**TASK TO CARRY OUT:** Set down every line below, word for word.

[Saved entries]
■ ■ ■ ■ ■
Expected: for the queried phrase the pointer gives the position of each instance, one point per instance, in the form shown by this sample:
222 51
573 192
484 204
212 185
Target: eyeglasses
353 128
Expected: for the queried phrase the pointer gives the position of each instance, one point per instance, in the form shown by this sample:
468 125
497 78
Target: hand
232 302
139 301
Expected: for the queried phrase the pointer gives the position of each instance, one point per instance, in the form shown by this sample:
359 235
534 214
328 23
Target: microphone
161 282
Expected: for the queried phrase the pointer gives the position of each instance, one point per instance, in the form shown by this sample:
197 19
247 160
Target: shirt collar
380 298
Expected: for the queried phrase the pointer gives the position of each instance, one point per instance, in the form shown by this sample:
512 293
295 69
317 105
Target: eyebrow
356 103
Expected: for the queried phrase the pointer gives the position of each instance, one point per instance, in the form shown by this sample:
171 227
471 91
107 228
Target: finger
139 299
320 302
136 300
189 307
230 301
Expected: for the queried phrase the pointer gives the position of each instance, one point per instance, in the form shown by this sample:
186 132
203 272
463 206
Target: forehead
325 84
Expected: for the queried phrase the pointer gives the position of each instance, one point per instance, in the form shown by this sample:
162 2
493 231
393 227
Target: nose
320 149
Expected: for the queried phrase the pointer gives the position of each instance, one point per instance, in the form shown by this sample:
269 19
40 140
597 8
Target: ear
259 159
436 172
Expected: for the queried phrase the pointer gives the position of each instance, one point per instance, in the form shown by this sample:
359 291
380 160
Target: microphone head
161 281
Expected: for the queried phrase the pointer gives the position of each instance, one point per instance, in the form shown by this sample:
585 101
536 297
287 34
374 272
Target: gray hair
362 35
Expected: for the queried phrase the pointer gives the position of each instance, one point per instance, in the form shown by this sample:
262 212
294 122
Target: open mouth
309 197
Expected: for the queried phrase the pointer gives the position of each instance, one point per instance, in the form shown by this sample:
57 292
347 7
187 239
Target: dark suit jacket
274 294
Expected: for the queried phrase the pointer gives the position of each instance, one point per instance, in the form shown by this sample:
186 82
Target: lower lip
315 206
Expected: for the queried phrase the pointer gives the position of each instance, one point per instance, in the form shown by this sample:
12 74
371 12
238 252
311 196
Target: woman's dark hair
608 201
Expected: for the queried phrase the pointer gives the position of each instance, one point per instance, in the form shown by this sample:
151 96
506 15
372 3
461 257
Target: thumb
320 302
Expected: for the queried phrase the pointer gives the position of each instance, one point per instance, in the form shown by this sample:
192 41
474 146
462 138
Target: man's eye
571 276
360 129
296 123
■ ■ ■ ■ ■
**OUTPUT OF THE EXERCISE:**
Expected: for the queried phrase the pointer gives the position of each instance, one point per instance, in the form shown by this sample:
222 51
573 192
484 204
212 185
Target: eyeglasses
353 128
Expected: for the queried phrase the pointer gives the position of each instance, one point per instance, in the form shown by this sample:
468 125
497 78
Target: hand
232 302
139 301
Expected: for the queried phrase the pointer gives the position of each instance, one point per instance, in the form shown by this sample:
359 235
534 214
328 23
Target: microphone
161 282
Expected: for the queried phrase the pointer gives the position of each instance, one point per instance, in the form shown by this sample:
197 19
247 160
Target: shirt collar
380 298
Expected: for the queried phrase the pointer gives the position of each instance, one point per instance, in the form shown by this sample:
512 293
295 69
317 105
Target: eyebrow
356 103
Expected: for the queried phrase the pointer gives the position of each instance, one point per instance, in the form shown by this sample:
171 227
471 91
107 228
Target: finger
139 299
320 302
136 300
189 307
230 301
Expected: for the queried phrase the pointer gives the position of each instance, one point per instance, in the form shown by this sample:
186 132
203 272
463 206
Target: forehead
325 84
Expected: for the queried phrase the pointer gives the position of each instance, one point per instance, in the form shown by this sample:
162 2
493 231
393 227
Target: nose
320 149
Expected: for the queried phrase the pointer gives the position of each instance, one point per instance, in the form shown by this sample:
269 19
40 140
597 8
Target: ear
259 159
436 172
Expected: for the queried phrase the pointer gives the position of each instance, one point per instance, in the form shown by this sample:
359 291
380 160
Target: microphone head
161 281
Expected: for the queried phrase the pointer gives the position of each instance, one point per instance, in the form shown by this sample:
585 101
536 297
287 34
374 272
Target: gray hair
362 35
Expected: for the queried phrase the pointer gives the position of each instance, one point per instance, in the form shown by this sample:
262 212
294 122
Target: open mouth
309 197
Expected: for the queried phrase the pointer gives the position of each instance, one point per instance, in the form shown by this sample:
57 292
347 7
187 239
Target: dark suit jacket
274 294
Expected: for the queried phrase the pointer gives the position of each instance, one point per instance, in the form shown by this sample:
186 82
Target: lower lip
315 206
Expected: for the queried phrase the pointer gives the position of each instance, one point per instance, in the form shown by this sample:
12 74
371 12
238 252
311 196
Target: woman's dark hair
608 201
Expected: for the queried phrase the pointer gives the position of each instance, one point per instance, in the form shown by this sample:
151 96
506 15
372 3
461 257
Target: thumb
320 302
Expected: for the queried phrase the pointer gives the position of each instance, one point per instance, in the form shown by this sample:
192 41
474 146
462 138
Target: man's eye
571 276
360 129
296 123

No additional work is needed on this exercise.